» MATERIAL PROVIDED:
________________________

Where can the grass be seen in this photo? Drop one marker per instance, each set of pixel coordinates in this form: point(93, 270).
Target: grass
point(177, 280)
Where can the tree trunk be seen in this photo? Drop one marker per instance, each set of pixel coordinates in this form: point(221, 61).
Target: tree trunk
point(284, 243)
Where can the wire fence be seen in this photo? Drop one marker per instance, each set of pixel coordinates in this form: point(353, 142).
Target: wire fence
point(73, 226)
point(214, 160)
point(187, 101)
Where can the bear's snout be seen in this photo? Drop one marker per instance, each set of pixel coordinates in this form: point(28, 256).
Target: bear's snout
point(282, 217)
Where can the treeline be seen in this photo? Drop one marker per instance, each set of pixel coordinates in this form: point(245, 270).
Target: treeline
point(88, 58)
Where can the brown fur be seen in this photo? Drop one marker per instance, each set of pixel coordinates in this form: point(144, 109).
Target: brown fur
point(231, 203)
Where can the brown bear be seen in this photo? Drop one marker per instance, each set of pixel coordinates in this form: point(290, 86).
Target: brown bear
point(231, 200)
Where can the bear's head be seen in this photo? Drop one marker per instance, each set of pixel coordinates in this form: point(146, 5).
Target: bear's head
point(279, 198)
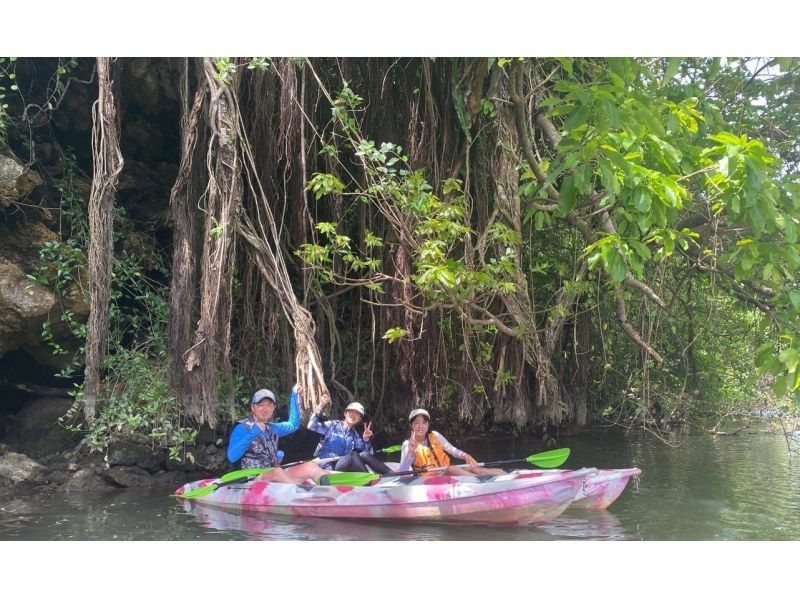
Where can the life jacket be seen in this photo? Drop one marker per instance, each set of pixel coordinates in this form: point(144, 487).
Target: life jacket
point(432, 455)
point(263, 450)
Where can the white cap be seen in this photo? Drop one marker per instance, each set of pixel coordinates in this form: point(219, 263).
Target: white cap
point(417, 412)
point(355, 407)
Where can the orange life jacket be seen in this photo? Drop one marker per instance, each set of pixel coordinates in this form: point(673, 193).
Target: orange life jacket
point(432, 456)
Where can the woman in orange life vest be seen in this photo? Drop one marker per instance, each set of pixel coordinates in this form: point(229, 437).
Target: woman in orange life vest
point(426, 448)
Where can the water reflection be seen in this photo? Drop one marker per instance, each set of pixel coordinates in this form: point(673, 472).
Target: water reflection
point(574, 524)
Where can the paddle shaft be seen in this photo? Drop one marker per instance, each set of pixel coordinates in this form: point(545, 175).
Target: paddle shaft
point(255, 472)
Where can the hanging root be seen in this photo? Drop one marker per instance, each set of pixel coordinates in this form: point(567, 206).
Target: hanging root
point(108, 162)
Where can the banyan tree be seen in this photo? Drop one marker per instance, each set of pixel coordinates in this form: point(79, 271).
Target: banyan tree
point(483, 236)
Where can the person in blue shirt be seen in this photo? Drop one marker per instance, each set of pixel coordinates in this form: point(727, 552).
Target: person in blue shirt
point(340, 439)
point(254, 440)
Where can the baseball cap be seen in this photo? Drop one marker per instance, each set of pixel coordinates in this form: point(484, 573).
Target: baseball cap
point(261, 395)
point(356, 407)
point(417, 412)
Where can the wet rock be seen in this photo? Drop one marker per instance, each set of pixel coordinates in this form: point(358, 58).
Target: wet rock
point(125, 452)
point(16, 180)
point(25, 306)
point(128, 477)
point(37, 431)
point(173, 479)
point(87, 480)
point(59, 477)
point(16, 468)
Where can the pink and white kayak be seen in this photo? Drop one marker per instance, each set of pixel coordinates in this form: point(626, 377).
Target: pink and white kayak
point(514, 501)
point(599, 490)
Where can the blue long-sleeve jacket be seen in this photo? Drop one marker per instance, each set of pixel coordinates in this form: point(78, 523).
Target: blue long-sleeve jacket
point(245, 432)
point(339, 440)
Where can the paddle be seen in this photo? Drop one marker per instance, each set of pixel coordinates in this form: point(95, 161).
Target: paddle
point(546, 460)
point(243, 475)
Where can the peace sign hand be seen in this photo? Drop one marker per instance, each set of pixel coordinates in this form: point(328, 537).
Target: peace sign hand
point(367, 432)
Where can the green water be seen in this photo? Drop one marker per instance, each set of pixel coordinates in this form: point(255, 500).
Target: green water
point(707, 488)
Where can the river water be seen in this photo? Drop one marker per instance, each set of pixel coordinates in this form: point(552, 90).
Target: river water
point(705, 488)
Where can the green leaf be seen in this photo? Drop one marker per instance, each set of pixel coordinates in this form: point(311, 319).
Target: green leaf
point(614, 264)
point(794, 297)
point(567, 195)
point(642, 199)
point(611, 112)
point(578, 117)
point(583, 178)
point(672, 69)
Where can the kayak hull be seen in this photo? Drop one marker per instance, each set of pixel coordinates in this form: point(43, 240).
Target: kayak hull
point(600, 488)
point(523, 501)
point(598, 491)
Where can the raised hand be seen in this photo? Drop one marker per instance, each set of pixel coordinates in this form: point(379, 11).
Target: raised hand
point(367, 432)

________________________

Rewrite every line between the lines holding "Where can the brown fur" and "point(426, 448)", inclusive, keeping the requests and their sample points unchanged. Multiply each answer coordinate by 2.1 and round to a whole number, with halves going up, and leave the pictures out.

» PROBLEM SOLUTION:
Where can the brown fur be seen in this photo? Drop one marker per instance, each set of pixel coordinates in this form: point(144, 109).
Target: brown fur
point(485, 426)
Where can the brown bear be seen in this photo? Drop one marker per instance, each set of pixel coordinates in this form: point(290, 86).
Target: brown bear
point(485, 420)
Where can the bear's head be seen in this photo? Drop one marker per instance, each set of pixel coordinates in this form: point(146, 5).
Target: bear's head
point(586, 416)
Where can the life jacket be seen in this photo? Drop one marker per instance, each set of pixel coordinates in this form: point(144, 487).
Target: life jacket
point(907, 956)
point(552, 945)
Where can the white cap be seen in this photo? Drop one marker per instance, each set of pixel coordinates in this form: point(219, 263).
Target: white cap
point(876, 865)
point(746, 855)
Where can the orange life jacket be seen in this photo? Drop one marker per instance, each set of pixel coordinates in this form: point(673, 193).
Target: orange life jacket
point(907, 958)
Where can the woman in orange life vest be seen in this photo? Drop one marker per instance, each set of pixel coordinates in this form: point(229, 437).
Target: woman in orange life vest
point(895, 941)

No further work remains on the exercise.